| PASSAGE TO READ |
See It. Believe It. Google Earth Reveals Malinvestment in Florida

October 7, 2010 by

Our understanding is enriched when theoretical principles are illustrated via concrete examples.

Take a look at these aerial photos over South Florida and the concept of economically uncompletable capital projects becomes as plain as a picture.

{ 13 comments }

HL October 7, 2010 at 11:22 am

Cool! Too bad the liquidation has not been allowed to proceed freely.

Silas Barta October 7, 2010 at 11:59 am

But … but … they’re not economical! We just need to obey Scott Sumner, and print up money so that people can spend enough to *make* these projects economical, no matter how much it impoverishes them!

J. Murray October 7, 2010 at 1:18 pm

Looks like a circuit board.

Walt D. October 7, 2010 at 1:34 pm

I may be mistaken, but these houses are probably aimed at retirees. These homes were usually bought for cash – no mortgage involved. They were bought with proceeds from a previously owned house (sold at the bubble price). Now that the bubble has burst, many people do not have sufficient equity in their existing home to sell and buy these properties free and clear. Also, the drop in the stock market has eroded their retirement savings, so they are reluctant to put in more cash. Also, you will probably find that the bank who owns them is “waiting for prices to go back up” – they prefer to carry them on their books at full loan value, with 0% funding from the Fed, rather than drop the price to fair market value and realize a huge loss on the entire development when all loans in the portfolio is marked to market.

J. Murray October 7, 2010 at 1:42 pm

In a normal world, required cash-flows would dictate the owners of that property to slash prices and sell at whatever the market clearing rate is. People and businesses don’t have the luxury of holding onto non-liquid assets.

Unfortunately, we had TARP, so now they have the luxury of just sitting on those assets, allowing them to be removed from productive use for even longer. Malinvestment by another name.

Walt D. October 7, 2010 at 2:20 pm

In principle, they could sit on these assets indefinitely. However, there is a catch in Florida – the weather. Over a period of time, these brand new and partially completed properties will start to deteriorate. When they do decide to put these properties back on the market, they may find that they have $50,000 of deferred maintenance to contend with.

tlpalmer October 7, 2010 at 5:24 pm

Weather or damage by humans is true in most areas. Many properties will be left rotting away while those who own them wait for prices to rise.

| WORK REQUIRED |
Can you retype the Florida malinvestment post word for word, starting with "Silas Barta October" and going on through "a circuit board."?

| STORED ROWS |
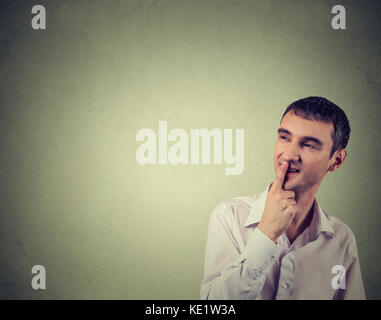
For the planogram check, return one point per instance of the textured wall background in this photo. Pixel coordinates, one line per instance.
(73, 96)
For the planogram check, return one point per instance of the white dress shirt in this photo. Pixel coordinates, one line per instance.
(241, 262)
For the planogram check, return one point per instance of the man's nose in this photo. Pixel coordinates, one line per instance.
(291, 153)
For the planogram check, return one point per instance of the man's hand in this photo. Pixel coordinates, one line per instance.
(280, 207)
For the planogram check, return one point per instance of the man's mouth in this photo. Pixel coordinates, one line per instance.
(292, 170)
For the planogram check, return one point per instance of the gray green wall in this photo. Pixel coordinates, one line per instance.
(72, 97)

| EXERCISE OUTPUT |
Silas Barta October 7, 2010 at 11:59 am

But … but … they’re not economical! We just need to obey Scott Sumner, and print up money so that people can spend enough to *make* these projects economical, no matter how much it impoverishes them!

J. Murray October 7, 2010 at 1:18 pm

Looks like a circuit board.